* [Work instructions]:
Identify every line in the records below that contains the word "chain", and copy each of those lines in full.

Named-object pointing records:

****************

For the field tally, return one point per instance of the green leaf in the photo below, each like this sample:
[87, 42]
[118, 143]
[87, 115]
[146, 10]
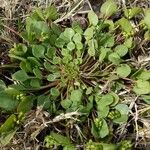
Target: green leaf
[109, 8]
[142, 87]
[54, 92]
[123, 70]
[18, 49]
[104, 131]
[51, 13]
[38, 51]
[114, 58]
[146, 17]
[93, 19]
[125, 25]
[9, 124]
[121, 50]
[20, 75]
[145, 75]
[37, 73]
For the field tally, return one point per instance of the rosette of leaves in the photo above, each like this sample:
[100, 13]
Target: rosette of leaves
[65, 61]
[65, 68]
[12, 100]
[108, 108]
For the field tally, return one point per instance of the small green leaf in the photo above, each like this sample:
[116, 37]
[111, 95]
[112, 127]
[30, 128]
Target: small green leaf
[121, 50]
[37, 73]
[76, 95]
[25, 105]
[38, 51]
[109, 8]
[93, 19]
[142, 87]
[20, 75]
[123, 70]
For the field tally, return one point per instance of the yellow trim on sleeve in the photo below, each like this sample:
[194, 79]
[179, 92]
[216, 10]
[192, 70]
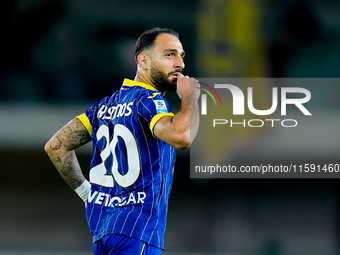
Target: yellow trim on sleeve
[156, 118]
[130, 83]
[86, 122]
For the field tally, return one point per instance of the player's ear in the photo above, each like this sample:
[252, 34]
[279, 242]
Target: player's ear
[143, 60]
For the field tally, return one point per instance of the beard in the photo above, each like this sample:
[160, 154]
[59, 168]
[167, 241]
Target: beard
[162, 81]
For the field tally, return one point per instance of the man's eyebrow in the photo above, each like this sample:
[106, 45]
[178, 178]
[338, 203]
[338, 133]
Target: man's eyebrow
[182, 53]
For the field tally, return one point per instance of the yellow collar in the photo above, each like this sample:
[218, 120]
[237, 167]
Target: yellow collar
[130, 83]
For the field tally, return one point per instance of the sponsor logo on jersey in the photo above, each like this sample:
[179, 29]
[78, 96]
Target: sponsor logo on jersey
[131, 198]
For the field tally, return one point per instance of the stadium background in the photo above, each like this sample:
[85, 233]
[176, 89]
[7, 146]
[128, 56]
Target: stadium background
[58, 57]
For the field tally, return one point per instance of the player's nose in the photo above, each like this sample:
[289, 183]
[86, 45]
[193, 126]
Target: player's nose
[179, 63]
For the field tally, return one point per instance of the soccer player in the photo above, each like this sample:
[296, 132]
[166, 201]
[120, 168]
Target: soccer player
[135, 136]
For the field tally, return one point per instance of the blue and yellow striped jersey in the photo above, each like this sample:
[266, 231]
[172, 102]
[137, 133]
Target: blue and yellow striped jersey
[131, 170]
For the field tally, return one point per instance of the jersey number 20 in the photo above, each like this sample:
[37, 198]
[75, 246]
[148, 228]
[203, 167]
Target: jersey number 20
[100, 175]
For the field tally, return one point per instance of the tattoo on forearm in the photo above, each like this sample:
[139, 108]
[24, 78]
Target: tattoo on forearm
[56, 144]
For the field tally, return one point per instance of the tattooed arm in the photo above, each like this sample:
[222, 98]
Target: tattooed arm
[60, 149]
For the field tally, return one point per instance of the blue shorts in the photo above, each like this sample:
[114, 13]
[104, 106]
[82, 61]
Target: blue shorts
[123, 245]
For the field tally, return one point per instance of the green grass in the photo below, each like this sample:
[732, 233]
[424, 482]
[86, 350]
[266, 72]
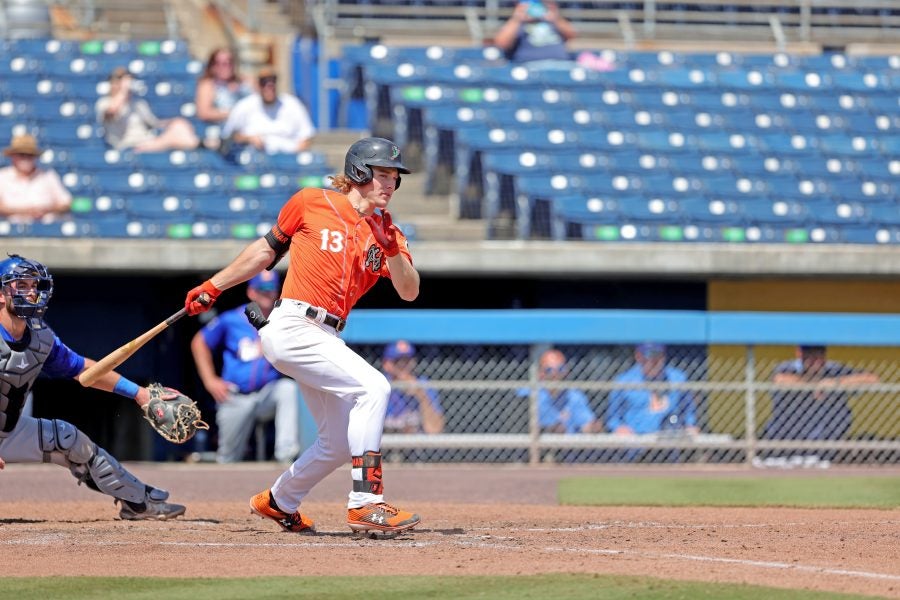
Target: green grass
[568, 587]
[811, 492]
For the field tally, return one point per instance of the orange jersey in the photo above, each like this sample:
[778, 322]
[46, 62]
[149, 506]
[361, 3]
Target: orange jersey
[334, 256]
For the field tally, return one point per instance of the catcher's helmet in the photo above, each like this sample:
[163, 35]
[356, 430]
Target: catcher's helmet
[28, 284]
[372, 152]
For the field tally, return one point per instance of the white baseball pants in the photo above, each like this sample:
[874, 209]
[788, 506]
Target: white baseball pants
[345, 394]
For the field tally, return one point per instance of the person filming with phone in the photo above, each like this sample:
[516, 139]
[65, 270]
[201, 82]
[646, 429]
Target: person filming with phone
[536, 33]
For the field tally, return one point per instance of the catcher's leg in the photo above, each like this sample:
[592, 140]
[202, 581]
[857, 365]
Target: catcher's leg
[64, 444]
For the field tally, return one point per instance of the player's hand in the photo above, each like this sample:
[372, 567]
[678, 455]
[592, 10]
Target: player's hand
[385, 232]
[192, 303]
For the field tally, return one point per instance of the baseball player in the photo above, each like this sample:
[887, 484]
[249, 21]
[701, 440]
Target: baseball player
[341, 242]
[29, 347]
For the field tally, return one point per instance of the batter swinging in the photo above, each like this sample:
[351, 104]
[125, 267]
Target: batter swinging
[339, 247]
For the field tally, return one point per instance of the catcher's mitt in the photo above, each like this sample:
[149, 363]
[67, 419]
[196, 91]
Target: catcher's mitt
[172, 414]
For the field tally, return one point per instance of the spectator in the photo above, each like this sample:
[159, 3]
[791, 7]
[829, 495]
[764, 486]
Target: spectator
[638, 410]
[562, 410]
[536, 32]
[249, 389]
[819, 414]
[220, 87]
[28, 193]
[268, 121]
[130, 123]
[414, 407]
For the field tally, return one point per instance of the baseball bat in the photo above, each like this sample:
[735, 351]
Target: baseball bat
[123, 353]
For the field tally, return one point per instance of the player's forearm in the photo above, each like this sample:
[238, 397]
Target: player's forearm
[404, 277]
[253, 259]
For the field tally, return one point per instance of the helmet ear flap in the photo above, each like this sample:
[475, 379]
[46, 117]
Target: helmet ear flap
[357, 172]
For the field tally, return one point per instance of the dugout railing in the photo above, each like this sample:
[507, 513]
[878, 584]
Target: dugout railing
[484, 368]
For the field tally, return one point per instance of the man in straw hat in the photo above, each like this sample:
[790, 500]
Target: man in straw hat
[27, 192]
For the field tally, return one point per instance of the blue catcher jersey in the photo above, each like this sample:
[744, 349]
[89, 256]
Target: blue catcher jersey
[21, 361]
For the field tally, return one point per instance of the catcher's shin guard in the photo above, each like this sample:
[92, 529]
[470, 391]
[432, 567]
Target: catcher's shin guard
[369, 468]
[58, 436]
[106, 475]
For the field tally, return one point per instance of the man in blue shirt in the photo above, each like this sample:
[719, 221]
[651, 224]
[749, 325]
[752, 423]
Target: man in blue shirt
[820, 414]
[567, 410]
[413, 407]
[642, 410]
[249, 389]
[29, 347]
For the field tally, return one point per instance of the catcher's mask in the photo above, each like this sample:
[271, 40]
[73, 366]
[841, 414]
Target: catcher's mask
[28, 284]
[372, 152]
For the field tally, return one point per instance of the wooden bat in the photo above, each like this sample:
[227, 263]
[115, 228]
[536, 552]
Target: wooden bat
[123, 353]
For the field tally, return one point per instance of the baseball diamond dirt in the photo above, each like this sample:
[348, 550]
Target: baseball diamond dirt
[476, 520]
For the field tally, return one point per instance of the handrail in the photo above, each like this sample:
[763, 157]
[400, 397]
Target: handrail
[656, 21]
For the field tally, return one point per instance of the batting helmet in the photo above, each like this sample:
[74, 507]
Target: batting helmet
[28, 284]
[372, 152]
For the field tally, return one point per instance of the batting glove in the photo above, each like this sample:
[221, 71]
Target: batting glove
[385, 233]
[193, 304]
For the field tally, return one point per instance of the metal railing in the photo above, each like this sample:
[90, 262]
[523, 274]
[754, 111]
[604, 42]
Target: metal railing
[719, 405]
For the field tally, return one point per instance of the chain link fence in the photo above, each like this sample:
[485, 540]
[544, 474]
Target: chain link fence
[649, 404]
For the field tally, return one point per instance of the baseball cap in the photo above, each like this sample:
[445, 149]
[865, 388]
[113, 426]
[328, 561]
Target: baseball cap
[266, 281]
[399, 349]
[651, 349]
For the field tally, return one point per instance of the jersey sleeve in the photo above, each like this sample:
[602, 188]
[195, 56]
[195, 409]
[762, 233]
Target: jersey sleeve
[62, 361]
[291, 217]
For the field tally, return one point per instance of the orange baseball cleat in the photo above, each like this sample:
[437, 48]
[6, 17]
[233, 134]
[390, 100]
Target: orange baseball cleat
[380, 517]
[263, 505]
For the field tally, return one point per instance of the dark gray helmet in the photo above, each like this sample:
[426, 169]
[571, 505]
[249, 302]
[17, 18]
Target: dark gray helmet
[31, 300]
[372, 152]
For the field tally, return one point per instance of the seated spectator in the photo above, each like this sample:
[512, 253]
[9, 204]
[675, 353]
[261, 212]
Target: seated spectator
[415, 407]
[562, 410]
[220, 87]
[643, 410]
[29, 193]
[129, 123]
[819, 414]
[268, 121]
[249, 388]
[536, 32]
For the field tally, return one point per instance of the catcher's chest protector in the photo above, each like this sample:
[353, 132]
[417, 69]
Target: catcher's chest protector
[20, 364]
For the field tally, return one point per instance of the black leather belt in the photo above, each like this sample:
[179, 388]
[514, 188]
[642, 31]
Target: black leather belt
[313, 313]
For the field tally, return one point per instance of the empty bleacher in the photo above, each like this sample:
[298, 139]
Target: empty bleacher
[714, 147]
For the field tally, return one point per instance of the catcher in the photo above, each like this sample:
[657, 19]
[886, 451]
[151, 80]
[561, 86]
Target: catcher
[29, 347]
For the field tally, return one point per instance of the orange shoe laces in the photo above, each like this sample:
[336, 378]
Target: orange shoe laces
[388, 508]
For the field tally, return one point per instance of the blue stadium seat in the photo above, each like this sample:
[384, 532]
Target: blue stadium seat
[156, 206]
[125, 182]
[887, 214]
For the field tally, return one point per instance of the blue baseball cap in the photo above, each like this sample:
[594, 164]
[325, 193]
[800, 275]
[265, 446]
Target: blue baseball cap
[399, 349]
[266, 281]
[651, 349]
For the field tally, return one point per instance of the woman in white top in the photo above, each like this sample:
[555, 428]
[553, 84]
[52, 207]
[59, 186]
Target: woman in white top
[220, 87]
[130, 123]
[28, 193]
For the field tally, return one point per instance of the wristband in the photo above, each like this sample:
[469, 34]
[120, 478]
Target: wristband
[126, 387]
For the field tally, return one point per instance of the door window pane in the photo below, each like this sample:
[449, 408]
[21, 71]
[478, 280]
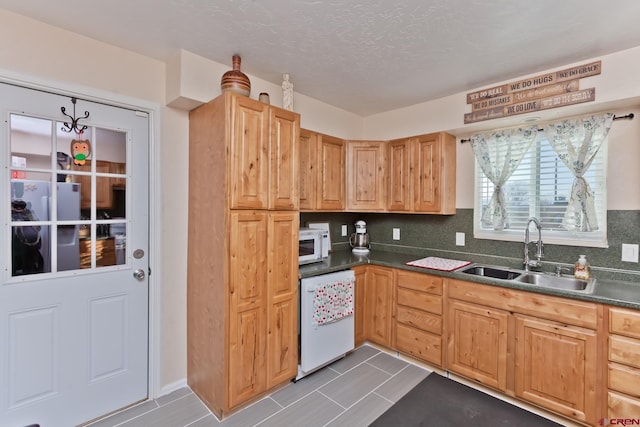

****************

* [Solution for this problem]:
For the field tally, return one point per instance of the chain link fence in the photo above, each like this sample:
Target: chain link fence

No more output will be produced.